» INSTRUCTIONS FOR THE TASK
List the lines of this listing that hold the word "below".
---------- THE DATA ----------
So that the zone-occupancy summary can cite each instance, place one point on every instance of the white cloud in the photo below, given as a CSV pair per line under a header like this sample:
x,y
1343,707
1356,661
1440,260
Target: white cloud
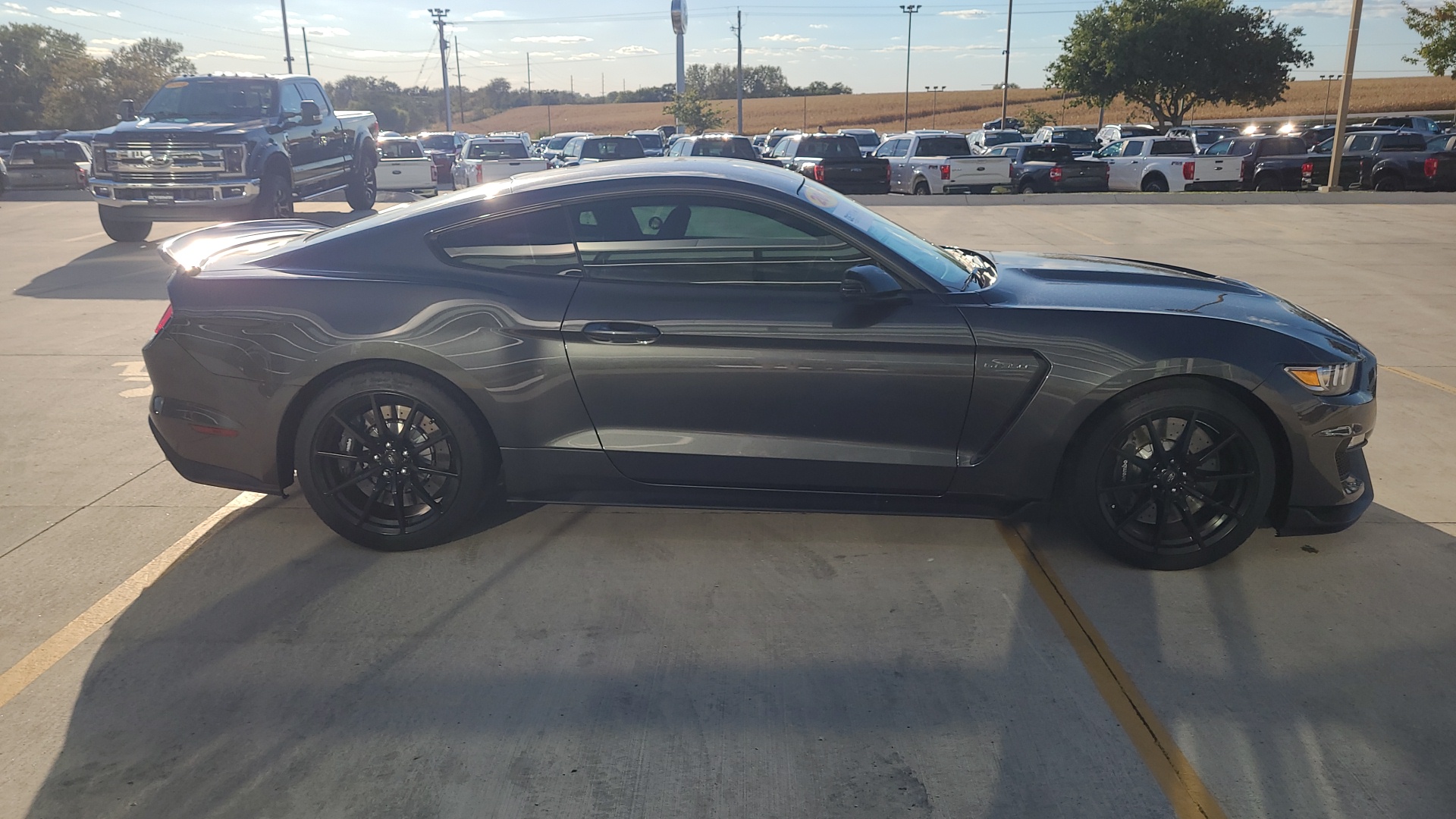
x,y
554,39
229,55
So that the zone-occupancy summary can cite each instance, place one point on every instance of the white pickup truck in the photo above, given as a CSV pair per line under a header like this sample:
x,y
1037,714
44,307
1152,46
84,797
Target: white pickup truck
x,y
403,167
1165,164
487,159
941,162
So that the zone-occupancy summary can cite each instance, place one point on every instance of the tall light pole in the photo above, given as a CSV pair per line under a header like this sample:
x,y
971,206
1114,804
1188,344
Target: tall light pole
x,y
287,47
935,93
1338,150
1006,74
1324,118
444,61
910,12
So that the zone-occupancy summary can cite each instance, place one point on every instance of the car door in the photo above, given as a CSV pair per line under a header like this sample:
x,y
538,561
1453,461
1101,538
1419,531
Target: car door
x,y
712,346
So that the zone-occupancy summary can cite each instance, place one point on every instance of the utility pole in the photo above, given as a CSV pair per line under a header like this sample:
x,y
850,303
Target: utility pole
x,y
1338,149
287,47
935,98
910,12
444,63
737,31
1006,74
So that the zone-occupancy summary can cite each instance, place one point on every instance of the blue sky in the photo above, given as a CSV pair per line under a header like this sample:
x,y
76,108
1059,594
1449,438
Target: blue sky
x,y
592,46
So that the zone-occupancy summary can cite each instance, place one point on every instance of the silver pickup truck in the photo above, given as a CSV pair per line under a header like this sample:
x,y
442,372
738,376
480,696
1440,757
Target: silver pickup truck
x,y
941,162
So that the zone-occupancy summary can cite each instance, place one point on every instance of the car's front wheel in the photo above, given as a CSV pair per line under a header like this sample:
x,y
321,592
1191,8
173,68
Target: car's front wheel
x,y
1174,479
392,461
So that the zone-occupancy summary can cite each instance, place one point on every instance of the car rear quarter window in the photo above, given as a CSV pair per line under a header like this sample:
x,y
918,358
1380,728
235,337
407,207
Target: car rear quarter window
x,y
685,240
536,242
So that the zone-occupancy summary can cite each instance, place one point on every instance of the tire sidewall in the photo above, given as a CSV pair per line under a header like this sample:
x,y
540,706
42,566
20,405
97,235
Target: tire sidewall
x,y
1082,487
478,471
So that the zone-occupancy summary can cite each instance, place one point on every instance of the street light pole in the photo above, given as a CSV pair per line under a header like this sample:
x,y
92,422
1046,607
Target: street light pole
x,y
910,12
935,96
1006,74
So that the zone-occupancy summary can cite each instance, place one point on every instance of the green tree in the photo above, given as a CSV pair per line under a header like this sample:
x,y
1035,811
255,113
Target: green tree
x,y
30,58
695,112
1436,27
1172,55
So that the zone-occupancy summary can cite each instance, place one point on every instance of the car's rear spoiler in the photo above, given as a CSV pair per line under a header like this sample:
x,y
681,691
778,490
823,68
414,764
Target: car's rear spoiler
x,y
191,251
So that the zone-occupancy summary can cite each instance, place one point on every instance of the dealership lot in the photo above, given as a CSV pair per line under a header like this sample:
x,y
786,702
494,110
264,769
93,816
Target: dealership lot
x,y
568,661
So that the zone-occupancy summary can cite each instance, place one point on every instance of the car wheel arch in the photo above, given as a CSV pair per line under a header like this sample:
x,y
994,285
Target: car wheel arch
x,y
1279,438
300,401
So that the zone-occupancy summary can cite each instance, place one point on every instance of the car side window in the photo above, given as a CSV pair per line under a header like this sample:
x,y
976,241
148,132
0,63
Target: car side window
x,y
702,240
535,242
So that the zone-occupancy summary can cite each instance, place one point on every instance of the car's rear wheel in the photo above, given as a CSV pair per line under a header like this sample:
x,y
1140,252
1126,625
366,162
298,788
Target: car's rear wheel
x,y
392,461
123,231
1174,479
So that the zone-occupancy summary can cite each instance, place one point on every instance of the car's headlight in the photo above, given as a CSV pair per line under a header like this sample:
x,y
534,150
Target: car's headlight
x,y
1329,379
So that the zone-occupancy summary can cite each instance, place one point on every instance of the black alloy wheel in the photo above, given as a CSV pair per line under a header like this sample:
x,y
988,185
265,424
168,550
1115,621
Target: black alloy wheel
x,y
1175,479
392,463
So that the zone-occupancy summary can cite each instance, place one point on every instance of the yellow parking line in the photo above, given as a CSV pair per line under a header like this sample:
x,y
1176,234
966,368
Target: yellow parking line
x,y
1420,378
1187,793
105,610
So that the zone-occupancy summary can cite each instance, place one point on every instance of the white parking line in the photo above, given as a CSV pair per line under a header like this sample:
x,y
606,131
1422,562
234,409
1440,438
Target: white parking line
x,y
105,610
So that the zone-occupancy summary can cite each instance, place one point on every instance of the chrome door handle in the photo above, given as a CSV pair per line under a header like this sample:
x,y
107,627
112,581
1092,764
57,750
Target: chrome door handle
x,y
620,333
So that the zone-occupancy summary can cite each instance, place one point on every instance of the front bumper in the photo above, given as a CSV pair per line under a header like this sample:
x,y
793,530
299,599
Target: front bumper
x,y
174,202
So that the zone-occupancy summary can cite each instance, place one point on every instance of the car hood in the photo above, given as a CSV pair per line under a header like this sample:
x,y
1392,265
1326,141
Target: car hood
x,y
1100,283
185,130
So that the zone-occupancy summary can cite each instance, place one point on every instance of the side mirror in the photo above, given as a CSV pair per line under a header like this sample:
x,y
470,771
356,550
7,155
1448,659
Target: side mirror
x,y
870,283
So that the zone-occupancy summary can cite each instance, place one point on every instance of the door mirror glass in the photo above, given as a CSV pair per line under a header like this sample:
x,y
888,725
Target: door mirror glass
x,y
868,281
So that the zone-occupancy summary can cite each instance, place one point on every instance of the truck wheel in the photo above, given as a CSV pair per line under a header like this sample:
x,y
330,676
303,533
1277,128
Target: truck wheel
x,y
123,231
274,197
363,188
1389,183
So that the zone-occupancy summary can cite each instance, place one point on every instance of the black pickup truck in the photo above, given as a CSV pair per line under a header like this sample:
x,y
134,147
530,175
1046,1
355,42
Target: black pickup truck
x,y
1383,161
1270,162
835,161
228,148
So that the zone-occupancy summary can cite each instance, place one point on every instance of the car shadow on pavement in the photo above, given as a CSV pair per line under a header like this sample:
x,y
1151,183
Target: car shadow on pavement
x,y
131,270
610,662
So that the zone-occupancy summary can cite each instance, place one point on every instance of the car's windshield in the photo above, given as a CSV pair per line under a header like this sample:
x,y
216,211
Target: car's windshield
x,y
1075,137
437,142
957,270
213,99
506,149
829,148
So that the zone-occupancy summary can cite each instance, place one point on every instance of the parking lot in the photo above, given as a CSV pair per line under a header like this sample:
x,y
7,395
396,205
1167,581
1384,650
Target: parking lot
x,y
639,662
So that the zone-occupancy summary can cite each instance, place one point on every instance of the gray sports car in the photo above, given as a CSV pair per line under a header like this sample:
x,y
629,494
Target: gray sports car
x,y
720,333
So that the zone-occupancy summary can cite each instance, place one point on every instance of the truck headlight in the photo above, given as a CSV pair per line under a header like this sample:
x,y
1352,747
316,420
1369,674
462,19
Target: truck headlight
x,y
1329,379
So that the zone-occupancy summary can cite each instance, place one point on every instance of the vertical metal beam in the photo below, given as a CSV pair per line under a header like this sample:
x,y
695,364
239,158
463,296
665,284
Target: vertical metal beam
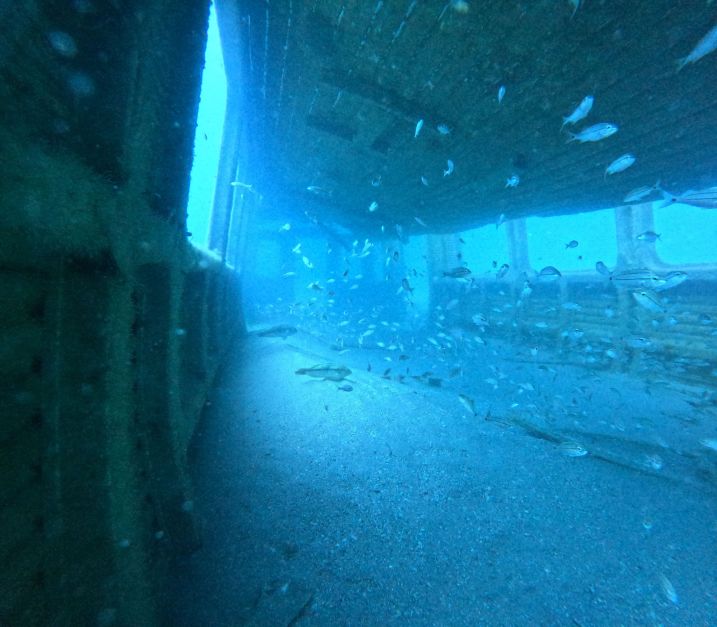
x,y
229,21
----------
---------- THE DATA ----------
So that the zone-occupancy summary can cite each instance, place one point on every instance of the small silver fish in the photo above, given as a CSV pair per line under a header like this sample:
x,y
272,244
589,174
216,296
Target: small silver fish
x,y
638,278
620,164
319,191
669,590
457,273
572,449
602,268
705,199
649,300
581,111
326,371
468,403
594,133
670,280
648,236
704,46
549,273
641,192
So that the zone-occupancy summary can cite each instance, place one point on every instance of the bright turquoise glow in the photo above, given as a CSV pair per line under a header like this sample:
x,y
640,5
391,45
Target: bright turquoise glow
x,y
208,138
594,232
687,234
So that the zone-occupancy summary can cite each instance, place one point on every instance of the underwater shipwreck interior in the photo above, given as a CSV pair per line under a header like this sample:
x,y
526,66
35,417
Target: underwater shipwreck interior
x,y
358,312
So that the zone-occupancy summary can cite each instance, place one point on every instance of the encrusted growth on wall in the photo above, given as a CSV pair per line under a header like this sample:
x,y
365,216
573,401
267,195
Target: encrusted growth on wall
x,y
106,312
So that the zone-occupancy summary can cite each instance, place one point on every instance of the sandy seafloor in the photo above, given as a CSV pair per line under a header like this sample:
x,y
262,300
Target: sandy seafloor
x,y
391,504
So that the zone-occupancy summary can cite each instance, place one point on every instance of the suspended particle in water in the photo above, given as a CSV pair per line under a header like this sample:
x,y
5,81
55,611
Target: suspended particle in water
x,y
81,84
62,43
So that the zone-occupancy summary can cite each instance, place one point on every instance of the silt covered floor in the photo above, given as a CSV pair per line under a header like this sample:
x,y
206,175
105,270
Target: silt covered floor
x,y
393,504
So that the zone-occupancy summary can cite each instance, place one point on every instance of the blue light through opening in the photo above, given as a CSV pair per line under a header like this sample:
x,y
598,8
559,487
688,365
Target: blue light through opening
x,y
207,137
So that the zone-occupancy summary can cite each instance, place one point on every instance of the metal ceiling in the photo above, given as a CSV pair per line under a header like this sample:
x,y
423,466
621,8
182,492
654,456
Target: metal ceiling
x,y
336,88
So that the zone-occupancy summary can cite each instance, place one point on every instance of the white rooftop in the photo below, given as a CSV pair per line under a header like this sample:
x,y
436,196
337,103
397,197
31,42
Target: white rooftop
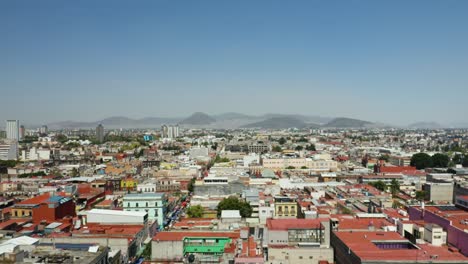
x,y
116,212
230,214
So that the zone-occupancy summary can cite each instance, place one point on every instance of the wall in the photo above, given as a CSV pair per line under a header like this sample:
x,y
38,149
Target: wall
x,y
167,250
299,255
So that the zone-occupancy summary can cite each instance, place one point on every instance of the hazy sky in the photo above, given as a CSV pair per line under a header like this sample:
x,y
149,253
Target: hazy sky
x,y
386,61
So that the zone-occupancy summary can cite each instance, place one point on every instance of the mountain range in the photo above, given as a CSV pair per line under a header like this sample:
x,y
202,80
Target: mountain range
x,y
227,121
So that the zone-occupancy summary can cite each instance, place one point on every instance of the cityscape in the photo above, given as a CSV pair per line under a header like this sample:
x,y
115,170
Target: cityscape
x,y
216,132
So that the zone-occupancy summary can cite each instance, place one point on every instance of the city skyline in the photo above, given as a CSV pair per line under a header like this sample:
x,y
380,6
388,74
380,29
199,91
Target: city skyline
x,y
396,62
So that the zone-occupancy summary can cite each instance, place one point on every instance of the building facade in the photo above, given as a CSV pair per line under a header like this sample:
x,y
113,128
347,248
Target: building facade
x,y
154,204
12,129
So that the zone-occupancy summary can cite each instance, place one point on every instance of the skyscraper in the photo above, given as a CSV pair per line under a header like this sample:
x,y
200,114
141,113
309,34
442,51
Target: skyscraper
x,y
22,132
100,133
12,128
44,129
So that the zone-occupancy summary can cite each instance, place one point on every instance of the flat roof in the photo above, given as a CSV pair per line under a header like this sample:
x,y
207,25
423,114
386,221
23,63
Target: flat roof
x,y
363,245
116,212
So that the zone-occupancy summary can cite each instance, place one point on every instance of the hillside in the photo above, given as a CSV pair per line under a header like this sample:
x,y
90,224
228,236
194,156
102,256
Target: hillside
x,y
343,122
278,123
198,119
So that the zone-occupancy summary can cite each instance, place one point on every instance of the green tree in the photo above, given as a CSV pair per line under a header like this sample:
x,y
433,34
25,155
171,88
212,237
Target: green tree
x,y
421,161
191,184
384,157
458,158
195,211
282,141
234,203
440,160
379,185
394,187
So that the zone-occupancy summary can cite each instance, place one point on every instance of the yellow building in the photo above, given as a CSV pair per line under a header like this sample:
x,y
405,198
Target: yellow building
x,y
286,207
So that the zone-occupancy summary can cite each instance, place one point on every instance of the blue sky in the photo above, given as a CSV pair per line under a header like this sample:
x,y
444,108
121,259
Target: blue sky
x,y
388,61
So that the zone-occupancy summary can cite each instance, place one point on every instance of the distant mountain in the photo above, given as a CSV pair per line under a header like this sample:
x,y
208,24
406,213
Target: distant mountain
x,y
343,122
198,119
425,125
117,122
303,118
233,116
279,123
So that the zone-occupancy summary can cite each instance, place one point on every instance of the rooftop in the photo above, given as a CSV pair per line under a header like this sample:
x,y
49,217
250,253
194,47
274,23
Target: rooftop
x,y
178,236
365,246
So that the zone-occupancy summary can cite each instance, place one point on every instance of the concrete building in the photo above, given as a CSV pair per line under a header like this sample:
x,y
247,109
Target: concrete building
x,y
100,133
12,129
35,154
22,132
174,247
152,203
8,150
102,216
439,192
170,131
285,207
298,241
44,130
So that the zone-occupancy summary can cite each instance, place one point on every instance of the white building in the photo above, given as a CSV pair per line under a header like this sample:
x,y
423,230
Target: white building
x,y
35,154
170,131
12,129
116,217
----------
---------- THE DATA ----------
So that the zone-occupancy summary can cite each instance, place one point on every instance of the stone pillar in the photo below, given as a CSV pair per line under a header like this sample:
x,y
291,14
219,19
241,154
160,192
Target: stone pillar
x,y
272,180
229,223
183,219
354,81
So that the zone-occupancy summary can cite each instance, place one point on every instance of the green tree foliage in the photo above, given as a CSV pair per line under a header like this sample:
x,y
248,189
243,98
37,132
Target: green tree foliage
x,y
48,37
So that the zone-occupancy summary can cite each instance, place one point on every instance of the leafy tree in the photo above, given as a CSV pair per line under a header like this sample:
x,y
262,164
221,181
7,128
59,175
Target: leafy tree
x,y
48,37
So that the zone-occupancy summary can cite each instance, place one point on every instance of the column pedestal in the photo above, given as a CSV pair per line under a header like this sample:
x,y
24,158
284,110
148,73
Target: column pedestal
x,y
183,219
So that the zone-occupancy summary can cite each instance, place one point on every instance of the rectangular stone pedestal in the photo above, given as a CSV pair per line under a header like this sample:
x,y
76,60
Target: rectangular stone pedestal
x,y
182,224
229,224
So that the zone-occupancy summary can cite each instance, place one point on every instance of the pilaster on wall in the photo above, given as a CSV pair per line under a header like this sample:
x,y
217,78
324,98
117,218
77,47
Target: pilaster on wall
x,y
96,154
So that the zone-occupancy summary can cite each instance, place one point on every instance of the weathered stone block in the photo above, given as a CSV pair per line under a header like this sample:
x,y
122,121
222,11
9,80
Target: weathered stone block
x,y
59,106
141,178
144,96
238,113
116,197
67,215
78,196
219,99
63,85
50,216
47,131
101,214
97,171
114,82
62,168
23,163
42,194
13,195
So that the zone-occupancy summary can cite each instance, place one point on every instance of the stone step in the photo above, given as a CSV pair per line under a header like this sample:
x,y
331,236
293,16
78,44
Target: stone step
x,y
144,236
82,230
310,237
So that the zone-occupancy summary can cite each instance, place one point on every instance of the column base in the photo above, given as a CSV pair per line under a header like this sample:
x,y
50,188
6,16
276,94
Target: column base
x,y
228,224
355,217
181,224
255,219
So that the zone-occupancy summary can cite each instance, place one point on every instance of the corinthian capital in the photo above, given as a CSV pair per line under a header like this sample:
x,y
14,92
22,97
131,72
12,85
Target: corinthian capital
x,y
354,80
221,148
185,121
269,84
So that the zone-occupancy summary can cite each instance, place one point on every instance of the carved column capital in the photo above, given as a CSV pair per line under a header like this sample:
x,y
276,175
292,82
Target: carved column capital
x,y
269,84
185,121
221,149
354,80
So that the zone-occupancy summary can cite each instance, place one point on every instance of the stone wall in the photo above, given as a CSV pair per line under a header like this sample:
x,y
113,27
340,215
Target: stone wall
----------
» ANSWER TO THE PROBLEM
So that the zone-occupancy summary can cite each instance, place one point on every instance of the white cloud in the photo below, given as a CSV pair per line under a header like this sample:
So that the zone-occupancy summary can cite each instance, place one point on every instance of the vertical metal beam in the photo below, given as a CSV pair per line under a header like this sample:
So that the zone-occupancy summary can cite each instance, place one point on every instance of the white rooftop in the photo below, given as a CSV pair per line under a header like this sample:
So that the zone-occupancy summary can cite each instance, place one point on every instance of the stone pillar in the photo below, given as a CSV pair per line under a header like this sample:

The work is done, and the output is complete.